## INPUT FOR THIS TASK

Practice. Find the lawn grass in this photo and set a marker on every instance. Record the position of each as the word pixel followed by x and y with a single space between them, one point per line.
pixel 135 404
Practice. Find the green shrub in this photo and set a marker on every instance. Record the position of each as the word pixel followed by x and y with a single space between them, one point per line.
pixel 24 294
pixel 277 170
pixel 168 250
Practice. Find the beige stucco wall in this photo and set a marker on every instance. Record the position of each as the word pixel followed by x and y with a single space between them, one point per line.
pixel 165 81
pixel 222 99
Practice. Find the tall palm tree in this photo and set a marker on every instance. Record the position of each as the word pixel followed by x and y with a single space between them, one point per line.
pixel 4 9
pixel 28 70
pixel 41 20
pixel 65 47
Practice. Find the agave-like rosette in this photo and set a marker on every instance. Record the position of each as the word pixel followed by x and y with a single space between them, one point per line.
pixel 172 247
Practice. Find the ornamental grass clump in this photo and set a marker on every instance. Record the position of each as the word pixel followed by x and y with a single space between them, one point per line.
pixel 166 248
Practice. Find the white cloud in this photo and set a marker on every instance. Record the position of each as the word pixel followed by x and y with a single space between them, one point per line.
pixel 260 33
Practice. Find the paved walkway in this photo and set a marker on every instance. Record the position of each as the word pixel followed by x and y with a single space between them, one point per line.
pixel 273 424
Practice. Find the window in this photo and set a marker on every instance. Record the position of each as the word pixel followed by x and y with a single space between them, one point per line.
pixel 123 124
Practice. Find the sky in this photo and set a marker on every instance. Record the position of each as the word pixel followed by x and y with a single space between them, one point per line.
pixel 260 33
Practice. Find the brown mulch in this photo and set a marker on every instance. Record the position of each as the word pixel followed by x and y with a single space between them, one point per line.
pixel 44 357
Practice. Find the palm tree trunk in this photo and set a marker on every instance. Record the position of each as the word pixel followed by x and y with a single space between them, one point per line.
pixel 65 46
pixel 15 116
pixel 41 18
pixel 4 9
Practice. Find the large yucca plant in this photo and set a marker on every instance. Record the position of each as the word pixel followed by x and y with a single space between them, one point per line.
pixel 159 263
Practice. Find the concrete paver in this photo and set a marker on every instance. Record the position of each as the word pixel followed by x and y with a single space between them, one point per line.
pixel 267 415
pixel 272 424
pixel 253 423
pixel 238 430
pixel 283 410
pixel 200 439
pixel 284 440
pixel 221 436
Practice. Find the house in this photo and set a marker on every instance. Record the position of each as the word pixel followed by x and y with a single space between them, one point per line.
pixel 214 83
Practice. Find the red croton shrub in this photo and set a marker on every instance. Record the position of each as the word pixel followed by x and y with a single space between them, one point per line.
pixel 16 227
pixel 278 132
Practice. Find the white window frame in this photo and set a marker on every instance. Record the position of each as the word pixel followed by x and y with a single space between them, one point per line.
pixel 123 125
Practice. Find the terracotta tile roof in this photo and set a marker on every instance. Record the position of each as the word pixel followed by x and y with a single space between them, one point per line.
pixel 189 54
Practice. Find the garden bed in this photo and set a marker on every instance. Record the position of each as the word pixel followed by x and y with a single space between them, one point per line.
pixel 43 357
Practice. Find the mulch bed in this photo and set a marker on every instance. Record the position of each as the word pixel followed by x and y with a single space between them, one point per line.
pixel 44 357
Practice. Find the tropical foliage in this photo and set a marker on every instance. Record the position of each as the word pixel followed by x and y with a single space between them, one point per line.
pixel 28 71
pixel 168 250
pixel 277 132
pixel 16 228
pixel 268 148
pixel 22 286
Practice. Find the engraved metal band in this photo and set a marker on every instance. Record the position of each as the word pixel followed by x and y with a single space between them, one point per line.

## YOUR TASK
Please format the entries above as a JSON list of strings, with one string for each line and blank lines left out.

## ANSWER FOR THIS EXERCISE
[
  "Practice. Find the lawn grass in this photo and set a marker on every instance. Record the position of each as the word pixel followed by x and y with a single space between them, one point per line.",
  "pixel 135 404",
  "Practice. Find the green shrub in this photo and set a marker on every instance. Record the position of each as the word pixel followed by x and y with a single space between them, one point per line.",
  "pixel 24 294",
  "pixel 277 170",
  "pixel 168 250",
  "Practice. Find the beige stucco wall in this photo and set a marker on every instance. Record the position of each as the word pixel followed by x and y with a single space between them, one point per line.",
  "pixel 165 81",
  "pixel 222 99",
  "Practice. Find the tall palm tree in this photo and set a marker on every instance. Record the position of each as the word pixel followed by x and y with a single space between them, one point per line.",
  "pixel 4 9",
  "pixel 28 70",
  "pixel 41 20",
  "pixel 65 47",
  "Practice. Find the agave-like rosette in this photo and set a marker on every instance. Record the position of each as the word pixel followed by x and y with a single space between them, one point per line.",
  "pixel 172 247",
  "Practice. Find the ornamental grass clump in this photo and set a marker on every instance. Record the position of each as the word pixel followed by x and y with a single space between them, one point per line.",
  "pixel 166 248",
  "Practice. Find the white cloud in this photo and set a marker on every instance. Record the position of each as the word pixel followed by x and y with a single space between them, one point per line.",
  "pixel 260 33",
  "Practice. Find the paved walkway in this photo and set a marker on every instance. Record the position of each as the word pixel followed by x and y with a single space between them, one point per line.",
  "pixel 273 424",
  "Practice. Find the window in this photo and set a marker on every instance. Record the position of each as the word pixel followed by x and y with a single space between them, one point per line.",
  "pixel 123 124",
  "Practice. Find the sky in this photo and set a marker on every instance. Record the position of each as the word pixel followed by x and y with a single space between them, one point per line.",
  "pixel 260 33",
  "Practice. Find the brown mulch in this photo and set a marker on every instance. Record the position of each as the word pixel followed by x and y with a single space between them, one point per line.",
  "pixel 44 357",
  "Practice. Find the palm tree trunk in this photo and set a marker on every instance. Record the position of each as the word pixel followed by x and y with a single space between them, one point per line.",
  "pixel 65 46",
  "pixel 15 116",
  "pixel 41 18",
  "pixel 4 9",
  "Practice. Find the large yucca plant in this photo and set a marker on every instance. Record the position of each as the word pixel followed by x and y with a single space between them, one point per line.",
  "pixel 159 263",
  "Practice. Find the concrete paver in this photo and set a marker on every instance. Record the position of each as the word pixel followed by x and y with a single space between them, one point per line.",
  "pixel 267 415",
  "pixel 272 424",
  "pixel 253 423",
  "pixel 238 430",
  "pixel 283 410",
  "pixel 200 439",
  "pixel 284 440",
  "pixel 221 436",
  "Practice. Find the house in this photo and set a marker on every instance. Record the position of each as the word pixel followed by x and y with a single space between them, one point per line.",
  "pixel 214 83",
  "Practice. Find the red croton shrub in this photo and set a marker on every instance. Record the position of each as the word pixel followed by x and y with a single space between them, one point per line.",
  "pixel 16 227",
  "pixel 278 132",
  "Practice. Find the white window frame in this photo and set a marker on every instance. Record the position of each as the word pixel followed by x and y with a single space between them, one point per line.",
  "pixel 123 125",
  "Practice. Find the terracotta tile roof in this photo and set a marker on every instance. Record the position of each as the word pixel followed by x and y with a single space between them, one point per line.",
  "pixel 189 54",
  "Practice. Find the garden bed in this photo and set a marker on every instance. Record the position of each as the word pixel followed by x and y with a single space between them, one point per line.",
  "pixel 43 357",
  "Practice. Find the mulch bed in this photo and set a marker on every instance. Record the position of each as the word pixel followed by x and y with a single space between them, one point per line.",
  "pixel 44 357",
  "Practice. Find the tropical foliage in this photo and set a marker on every instance. Record the position of each as the word pixel followed by x and y with a single space between them, one point per line.",
  "pixel 28 71",
  "pixel 168 250",
  "pixel 277 132",
  "pixel 16 228",
  "pixel 268 148",
  "pixel 22 286",
  "Practice. Find the engraved metal band in this photo and set a marker on every instance. Record the position of each as the word pixel followed by x and y with a single space between them, one point per line."
]